▶ [GOAL]: Recast the material below as a numbered list, starting at the line containing "Find name badge" and ending at the line containing "[63,293,374,513]", omitting blank lines. Include only those lines.

Object detection data
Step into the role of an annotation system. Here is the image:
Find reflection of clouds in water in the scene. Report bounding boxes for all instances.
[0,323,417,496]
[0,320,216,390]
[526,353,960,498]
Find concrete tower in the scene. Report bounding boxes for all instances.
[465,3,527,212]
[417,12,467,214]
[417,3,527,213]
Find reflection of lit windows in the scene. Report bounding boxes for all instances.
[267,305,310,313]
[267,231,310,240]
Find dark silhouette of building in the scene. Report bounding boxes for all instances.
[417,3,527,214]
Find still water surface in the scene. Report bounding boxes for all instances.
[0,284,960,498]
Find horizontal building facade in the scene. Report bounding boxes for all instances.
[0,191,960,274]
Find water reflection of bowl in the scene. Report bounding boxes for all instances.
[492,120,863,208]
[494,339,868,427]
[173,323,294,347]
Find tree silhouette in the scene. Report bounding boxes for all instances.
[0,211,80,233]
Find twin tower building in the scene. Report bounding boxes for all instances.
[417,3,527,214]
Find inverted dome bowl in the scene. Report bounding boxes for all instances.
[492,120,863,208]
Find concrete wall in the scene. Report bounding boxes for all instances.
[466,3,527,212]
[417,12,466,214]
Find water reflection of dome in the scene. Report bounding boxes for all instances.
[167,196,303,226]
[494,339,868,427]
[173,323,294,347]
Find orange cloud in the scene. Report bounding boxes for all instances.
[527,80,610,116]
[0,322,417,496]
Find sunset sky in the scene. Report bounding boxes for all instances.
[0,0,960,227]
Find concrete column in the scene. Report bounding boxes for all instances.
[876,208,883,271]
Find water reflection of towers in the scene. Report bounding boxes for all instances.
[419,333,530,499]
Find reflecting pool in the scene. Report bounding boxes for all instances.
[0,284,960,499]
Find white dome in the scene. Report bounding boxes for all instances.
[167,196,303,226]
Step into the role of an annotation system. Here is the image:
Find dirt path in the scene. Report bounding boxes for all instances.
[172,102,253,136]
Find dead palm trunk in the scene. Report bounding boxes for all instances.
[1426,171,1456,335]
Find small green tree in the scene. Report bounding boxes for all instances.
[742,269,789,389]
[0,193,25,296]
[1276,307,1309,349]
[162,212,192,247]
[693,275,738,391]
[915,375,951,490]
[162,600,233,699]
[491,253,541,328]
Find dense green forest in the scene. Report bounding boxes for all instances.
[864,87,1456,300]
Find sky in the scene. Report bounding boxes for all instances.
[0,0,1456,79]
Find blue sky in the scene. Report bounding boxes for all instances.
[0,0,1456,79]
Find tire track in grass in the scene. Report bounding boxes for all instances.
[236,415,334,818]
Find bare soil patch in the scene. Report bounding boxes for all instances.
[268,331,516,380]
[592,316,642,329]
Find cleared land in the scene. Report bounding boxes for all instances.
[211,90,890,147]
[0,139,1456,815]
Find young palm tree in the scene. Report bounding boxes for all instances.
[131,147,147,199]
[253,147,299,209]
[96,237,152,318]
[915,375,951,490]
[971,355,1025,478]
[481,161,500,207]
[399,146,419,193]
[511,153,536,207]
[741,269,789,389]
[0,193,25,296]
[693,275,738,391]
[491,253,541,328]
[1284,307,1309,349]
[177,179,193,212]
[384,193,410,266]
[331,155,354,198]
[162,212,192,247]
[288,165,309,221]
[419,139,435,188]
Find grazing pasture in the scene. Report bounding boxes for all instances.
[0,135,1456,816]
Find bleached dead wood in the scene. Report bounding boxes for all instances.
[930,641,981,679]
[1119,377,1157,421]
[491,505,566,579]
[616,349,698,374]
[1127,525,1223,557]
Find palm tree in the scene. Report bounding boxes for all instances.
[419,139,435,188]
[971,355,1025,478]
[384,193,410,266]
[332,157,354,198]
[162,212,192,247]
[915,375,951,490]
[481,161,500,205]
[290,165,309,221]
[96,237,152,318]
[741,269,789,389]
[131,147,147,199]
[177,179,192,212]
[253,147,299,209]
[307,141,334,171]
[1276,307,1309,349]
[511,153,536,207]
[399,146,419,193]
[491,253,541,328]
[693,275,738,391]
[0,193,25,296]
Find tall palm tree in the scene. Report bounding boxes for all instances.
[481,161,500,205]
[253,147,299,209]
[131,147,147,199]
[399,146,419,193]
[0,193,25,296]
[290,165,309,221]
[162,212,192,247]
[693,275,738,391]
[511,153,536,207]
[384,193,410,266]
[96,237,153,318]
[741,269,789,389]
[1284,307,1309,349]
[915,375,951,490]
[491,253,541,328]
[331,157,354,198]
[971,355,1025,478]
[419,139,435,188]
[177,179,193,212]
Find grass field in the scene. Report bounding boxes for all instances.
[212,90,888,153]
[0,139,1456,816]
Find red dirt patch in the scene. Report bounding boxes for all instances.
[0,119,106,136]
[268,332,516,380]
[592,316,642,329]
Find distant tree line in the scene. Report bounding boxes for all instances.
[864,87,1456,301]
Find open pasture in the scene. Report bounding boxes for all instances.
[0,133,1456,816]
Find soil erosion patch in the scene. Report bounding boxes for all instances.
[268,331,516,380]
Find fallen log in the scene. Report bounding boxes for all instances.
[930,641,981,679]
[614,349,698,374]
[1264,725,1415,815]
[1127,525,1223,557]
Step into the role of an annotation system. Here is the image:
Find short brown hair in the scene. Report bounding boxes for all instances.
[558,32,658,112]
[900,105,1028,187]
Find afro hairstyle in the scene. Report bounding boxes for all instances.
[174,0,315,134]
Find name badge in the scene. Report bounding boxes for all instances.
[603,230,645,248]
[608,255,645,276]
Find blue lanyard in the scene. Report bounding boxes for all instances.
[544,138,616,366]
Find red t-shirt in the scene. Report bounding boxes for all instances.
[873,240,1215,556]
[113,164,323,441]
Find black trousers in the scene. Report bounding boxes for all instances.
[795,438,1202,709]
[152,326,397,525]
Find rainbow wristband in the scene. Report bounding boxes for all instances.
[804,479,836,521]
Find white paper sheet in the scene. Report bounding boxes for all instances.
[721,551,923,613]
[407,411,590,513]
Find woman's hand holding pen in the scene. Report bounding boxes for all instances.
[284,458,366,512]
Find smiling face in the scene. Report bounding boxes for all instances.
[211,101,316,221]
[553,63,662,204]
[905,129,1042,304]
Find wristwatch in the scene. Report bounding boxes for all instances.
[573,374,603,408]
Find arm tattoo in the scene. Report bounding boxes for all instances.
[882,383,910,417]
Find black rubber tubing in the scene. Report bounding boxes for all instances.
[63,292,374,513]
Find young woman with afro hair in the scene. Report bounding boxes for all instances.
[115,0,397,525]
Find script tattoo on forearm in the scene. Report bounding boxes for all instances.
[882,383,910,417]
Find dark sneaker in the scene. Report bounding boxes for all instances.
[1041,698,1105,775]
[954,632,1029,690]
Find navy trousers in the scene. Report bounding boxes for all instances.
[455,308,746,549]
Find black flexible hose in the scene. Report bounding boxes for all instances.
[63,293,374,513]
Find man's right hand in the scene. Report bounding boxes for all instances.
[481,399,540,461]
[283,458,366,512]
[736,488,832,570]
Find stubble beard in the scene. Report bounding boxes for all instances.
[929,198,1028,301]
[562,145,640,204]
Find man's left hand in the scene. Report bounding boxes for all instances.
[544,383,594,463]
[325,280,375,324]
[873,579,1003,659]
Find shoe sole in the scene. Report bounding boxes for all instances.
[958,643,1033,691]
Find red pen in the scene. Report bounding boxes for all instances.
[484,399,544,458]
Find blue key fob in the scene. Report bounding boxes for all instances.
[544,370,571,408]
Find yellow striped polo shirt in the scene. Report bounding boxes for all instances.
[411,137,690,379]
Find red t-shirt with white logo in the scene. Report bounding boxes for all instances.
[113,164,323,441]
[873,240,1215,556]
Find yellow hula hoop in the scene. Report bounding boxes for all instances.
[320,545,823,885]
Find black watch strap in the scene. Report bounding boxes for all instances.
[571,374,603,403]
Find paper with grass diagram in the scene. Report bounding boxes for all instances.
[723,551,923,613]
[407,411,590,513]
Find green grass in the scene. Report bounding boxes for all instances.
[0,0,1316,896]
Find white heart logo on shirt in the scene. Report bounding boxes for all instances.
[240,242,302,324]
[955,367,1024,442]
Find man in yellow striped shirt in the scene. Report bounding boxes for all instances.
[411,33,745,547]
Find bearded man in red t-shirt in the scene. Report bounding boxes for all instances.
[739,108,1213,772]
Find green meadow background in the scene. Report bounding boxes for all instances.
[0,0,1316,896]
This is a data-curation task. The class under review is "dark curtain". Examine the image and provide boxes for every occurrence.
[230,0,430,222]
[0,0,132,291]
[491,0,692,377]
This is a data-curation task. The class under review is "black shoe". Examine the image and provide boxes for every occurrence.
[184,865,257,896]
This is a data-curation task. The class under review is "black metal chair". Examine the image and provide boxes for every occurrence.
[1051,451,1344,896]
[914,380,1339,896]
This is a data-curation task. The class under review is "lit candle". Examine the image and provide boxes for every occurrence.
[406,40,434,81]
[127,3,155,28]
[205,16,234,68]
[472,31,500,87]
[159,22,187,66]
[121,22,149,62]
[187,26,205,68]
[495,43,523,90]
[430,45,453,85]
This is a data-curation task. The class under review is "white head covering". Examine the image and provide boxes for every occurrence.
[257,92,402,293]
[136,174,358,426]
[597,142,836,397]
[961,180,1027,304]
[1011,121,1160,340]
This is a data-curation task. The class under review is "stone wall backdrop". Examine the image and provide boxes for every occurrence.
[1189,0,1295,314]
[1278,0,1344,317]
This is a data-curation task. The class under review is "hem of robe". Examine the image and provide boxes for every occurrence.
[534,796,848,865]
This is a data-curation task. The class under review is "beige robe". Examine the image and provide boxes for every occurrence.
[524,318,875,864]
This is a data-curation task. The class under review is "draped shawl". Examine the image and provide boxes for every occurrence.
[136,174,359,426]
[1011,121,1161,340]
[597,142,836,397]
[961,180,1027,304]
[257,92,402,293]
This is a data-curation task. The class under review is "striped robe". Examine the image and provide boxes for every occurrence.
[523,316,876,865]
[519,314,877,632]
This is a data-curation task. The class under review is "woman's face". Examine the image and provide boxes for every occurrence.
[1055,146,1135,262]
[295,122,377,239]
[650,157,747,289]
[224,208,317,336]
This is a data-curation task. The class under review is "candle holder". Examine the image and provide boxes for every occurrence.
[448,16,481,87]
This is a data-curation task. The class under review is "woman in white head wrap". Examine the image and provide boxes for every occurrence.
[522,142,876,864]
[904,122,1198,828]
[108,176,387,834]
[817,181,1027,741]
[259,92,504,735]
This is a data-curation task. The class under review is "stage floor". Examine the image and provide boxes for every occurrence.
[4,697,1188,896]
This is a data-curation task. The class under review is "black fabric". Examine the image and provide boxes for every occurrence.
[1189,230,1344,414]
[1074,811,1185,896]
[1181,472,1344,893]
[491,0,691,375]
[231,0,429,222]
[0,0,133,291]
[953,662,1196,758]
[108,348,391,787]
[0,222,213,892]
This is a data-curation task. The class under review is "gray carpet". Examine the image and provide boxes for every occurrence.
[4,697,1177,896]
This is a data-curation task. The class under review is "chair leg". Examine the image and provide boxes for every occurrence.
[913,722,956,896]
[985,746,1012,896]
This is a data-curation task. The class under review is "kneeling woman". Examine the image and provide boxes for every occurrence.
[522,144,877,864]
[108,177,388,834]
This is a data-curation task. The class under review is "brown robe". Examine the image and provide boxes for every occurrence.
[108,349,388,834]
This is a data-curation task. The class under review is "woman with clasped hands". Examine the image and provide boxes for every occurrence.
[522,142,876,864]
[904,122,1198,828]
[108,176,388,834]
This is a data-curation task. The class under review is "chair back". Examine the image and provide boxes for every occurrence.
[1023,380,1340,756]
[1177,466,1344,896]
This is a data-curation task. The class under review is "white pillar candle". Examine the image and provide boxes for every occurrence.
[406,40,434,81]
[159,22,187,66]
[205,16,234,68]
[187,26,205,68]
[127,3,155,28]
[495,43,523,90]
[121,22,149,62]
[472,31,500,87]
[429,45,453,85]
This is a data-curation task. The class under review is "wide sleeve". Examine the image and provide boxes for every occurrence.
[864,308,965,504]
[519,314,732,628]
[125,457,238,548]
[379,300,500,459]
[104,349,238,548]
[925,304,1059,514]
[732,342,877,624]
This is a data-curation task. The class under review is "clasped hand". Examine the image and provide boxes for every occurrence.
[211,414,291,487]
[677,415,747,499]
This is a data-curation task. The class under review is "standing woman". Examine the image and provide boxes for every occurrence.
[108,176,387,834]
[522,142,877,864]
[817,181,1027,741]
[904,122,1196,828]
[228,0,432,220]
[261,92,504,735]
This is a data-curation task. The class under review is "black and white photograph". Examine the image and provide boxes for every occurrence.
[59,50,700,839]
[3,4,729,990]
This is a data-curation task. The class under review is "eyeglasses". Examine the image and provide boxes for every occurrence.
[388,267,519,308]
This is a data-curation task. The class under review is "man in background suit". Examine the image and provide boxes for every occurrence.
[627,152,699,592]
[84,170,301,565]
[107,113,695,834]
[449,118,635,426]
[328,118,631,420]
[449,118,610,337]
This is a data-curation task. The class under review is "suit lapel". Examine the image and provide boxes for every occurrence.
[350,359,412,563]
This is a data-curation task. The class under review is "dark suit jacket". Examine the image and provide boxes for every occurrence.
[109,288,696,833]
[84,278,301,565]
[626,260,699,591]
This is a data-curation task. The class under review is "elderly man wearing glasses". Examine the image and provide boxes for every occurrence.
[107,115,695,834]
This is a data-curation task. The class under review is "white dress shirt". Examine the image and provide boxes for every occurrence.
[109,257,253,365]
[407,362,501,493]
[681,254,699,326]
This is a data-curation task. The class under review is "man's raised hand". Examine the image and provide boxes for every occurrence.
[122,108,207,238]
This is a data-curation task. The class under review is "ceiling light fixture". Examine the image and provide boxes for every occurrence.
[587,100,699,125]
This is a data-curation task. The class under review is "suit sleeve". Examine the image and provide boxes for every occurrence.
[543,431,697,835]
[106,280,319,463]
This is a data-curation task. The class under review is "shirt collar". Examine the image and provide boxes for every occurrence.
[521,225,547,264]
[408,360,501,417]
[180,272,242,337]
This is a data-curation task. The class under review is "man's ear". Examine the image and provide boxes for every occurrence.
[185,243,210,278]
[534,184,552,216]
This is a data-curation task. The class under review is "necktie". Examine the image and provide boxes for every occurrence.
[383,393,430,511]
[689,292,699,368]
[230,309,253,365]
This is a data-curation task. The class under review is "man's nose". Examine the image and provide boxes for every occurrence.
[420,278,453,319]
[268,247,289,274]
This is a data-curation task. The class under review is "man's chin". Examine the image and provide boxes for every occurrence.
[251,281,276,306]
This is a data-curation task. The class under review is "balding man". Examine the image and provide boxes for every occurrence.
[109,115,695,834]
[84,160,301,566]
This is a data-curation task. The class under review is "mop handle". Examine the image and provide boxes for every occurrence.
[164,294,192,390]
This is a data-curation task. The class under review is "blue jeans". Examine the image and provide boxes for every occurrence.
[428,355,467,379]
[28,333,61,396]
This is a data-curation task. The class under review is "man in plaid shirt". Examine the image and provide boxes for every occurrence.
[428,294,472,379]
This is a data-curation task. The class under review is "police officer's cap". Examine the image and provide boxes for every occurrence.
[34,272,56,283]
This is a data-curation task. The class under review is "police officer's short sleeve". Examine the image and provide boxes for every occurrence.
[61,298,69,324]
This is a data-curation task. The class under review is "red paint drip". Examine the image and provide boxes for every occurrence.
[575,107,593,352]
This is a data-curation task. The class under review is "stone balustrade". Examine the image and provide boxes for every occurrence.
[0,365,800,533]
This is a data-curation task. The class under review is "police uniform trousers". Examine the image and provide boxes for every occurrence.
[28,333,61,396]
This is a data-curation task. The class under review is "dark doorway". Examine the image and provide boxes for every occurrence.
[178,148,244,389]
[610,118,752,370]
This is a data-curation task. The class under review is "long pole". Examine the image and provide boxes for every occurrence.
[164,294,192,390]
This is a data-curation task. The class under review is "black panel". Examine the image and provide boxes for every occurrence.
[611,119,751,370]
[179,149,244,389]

▶ [TASK RESULT]:
1. Find name badge in the scene. Report bounding boxes for all instances.
2. [603,230,645,248]
3. [608,255,645,276]
4. Find blue lanyard in the scene. Report bounding boxes for all instances.
5. [544,138,616,366]
6. Find red t-shirt in the scene. Report bounding boxes for all instances.
7. [873,240,1215,556]
8. [113,164,323,441]
9. Find black trousers in the scene. Report bounding boxes for all instances.
10. [795,438,1202,709]
11. [152,326,397,525]
12. Find rainbow wristband in the scene. Report bounding boxes for all instances.
13. [804,479,836,521]
14. Find white paper sheet in the scene. Report bounding boxes for all instances.
15. [721,551,923,613]
16. [407,411,590,513]
17. Find woman's hand holding pen in the scene. Report bounding boxes for all instances.
18. [284,458,366,512]
19. Find smiling face in the scene. Report bounding boxes for all instances.
20. [211,101,316,221]
21. [553,63,662,204]
22. [905,129,1042,304]
23. Find wristwatch in the scene. Report bounding boxes for all instances.
24. [573,374,603,408]
25. Find arm tattoo in the scene. Report bounding boxes for all instances.
26. [882,383,910,417]
27. Find black rubber tubing in the scene. Report bounding boxes for all instances.
28. [63,292,374,513]
29. Find young woman with afro hair in the scene. Report bounding boxes for all instances.
30. [115,0,397,525]
31. Find script tattoo on forearm in the scene. Report bounding boxes for all instances.
32. [882,383,910,417]
33. Find dark sneaker in the scene. Report bounding boxes for all instances.
34. [1041,698,1105,775]
35. [954,632,1029,690]
36. Find navy trousers in the scene. Report bounding boxes for all instances.
37. [455,308,746,549]
38. Find black flexible hose in the scene. Report bounding boxes for all instances.
39. [63,293,374,513]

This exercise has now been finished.